- _Directions for this task_: Could you reproduce all of the material below, substituting "marker" for every "keypoint", changing nothing else and omitting the pictures?

- _Data in this exercise_:
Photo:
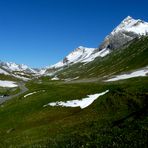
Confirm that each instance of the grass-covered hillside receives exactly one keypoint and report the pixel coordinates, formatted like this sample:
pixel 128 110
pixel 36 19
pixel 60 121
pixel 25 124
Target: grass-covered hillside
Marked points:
pixel 117 119
pixel 130 57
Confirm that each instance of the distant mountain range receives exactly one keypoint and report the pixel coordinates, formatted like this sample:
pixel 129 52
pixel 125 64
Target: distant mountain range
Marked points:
pixel 126 31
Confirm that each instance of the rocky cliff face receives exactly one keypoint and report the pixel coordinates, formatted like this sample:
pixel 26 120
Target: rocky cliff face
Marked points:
pixel 127 30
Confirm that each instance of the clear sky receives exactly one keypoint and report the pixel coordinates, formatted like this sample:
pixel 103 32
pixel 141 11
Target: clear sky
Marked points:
pixel 41 32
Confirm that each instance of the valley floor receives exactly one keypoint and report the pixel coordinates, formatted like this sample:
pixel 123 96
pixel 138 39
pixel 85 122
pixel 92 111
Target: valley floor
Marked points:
pixel 119 118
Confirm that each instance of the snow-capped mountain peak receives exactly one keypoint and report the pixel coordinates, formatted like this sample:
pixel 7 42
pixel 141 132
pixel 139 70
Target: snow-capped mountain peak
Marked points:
pixel 126 31
pixel 78 55
pixel 10 66
pixel 132 25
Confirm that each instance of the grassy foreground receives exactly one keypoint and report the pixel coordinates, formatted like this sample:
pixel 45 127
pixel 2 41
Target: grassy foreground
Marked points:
pixel 117 119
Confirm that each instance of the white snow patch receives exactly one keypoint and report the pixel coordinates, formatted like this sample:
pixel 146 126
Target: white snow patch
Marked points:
pixel 85 102
pixel 3 72
pixel 138 73
pixel 55 78
pixel 30 94
pixel 131 25
pixel 21 77
pixel 71 79
pixel 8 84
pixel 101 53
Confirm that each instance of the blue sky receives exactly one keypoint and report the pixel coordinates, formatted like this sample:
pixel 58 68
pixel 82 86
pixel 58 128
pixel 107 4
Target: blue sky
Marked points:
pixel 41 32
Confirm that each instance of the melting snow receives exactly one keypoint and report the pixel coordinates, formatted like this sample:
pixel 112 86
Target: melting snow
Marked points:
pixel 71 79
pixel 85 102
pixel 3 72
pixel 7 84
pixel 55 78
pixel 30 94
pixel 138 73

- _Response_:
Photo:
Confirm that each instance of the grass-covered hillside receives exactly one marker and report the pixel coordinates, formatted like this sample:
pixel 128 110
pixel 36 19
pixel 60 121
pixel 25 124
Target: grass-covered hillside
Marked points:
pixel 117 119
pixel 130 57
Confirm that each instance of the distant mountain range receives exactly one marker and report the pixel coordinates, formatted like this sample:
pixel 129 52
pixel 125 64
Target: distant mountain range
Marked points:
pixel 126 31
Confirm that each instance of the rocky cliff face receives exactly one marker and report the pixel coordinates, formatted like this sample:
pixel 26 120
Target: rocky cliff face
Marked points:
pixel 127 30
Confirm that each instance of the clear sky receives exactly one marker and report the pixel coordinates, formatted like this sample:
pixel 103 32
pixel 141 11
Target: clear sky
Marked points:
pixel 41 32
Confirm that each instance of the valley floor receives exactly one marker and report the pixel coordinates, formatted like this sample:
pixel 123 96
pixel 138 39
pixel 85 122
pixel 92 111
Target: valley floor
Marked points:
pixel 119 118
Confirm that each instance of the snow-capped mountain peak receives exactly one marker and report the pixel coordinates, formatted like this sample:
pixel 7 42
pixel 141 132
pixel 139 70
Target: snow-capped mountain peak
Marked points:
pixel 126 31
pixel 78 55
pixel 10 66
pixel 132 25
Confirm that each instance of the grassy foreground receives exactly one marker and report the pixel coordinates, formatted like this sample:
pixel 45 127
pixel 2 41
Target: grassy foreground
Marked points:
pixel 117 119
Confirm that each instance of the white snow patch receives exactly one marker and report the pixel coordinates, formatted like this sample:
pixel 146 126
Target: white snow patch
Marked points:
pixel 85 102
pixel 3 72
pixel 138 73
pixel 55 78
pixel 30 94
pixel 131 25
pixel 21 77
pixel 71 79
pixel 8 84
pixel 101 53
Confirm that each instance of the blue sky receives exactly one marker and report the pixel coordinates, formatted like this sample:
pixel 58 68
pixel 82 86
pixel 58 128
pixel 107 4
Target: blue sky
Marked points:
pixel 41 32
Confirm that each instance of the melting snow receives exactly one marker and report the pixel coordinates, formatted like this sample:
pixel 112 86
Target: melting snow
Marked points:
pixel 71 79
pixel 85 102
pixel 3 72
pixel 7 84
pixel 55 78
pixel 30 94
pixel 138 73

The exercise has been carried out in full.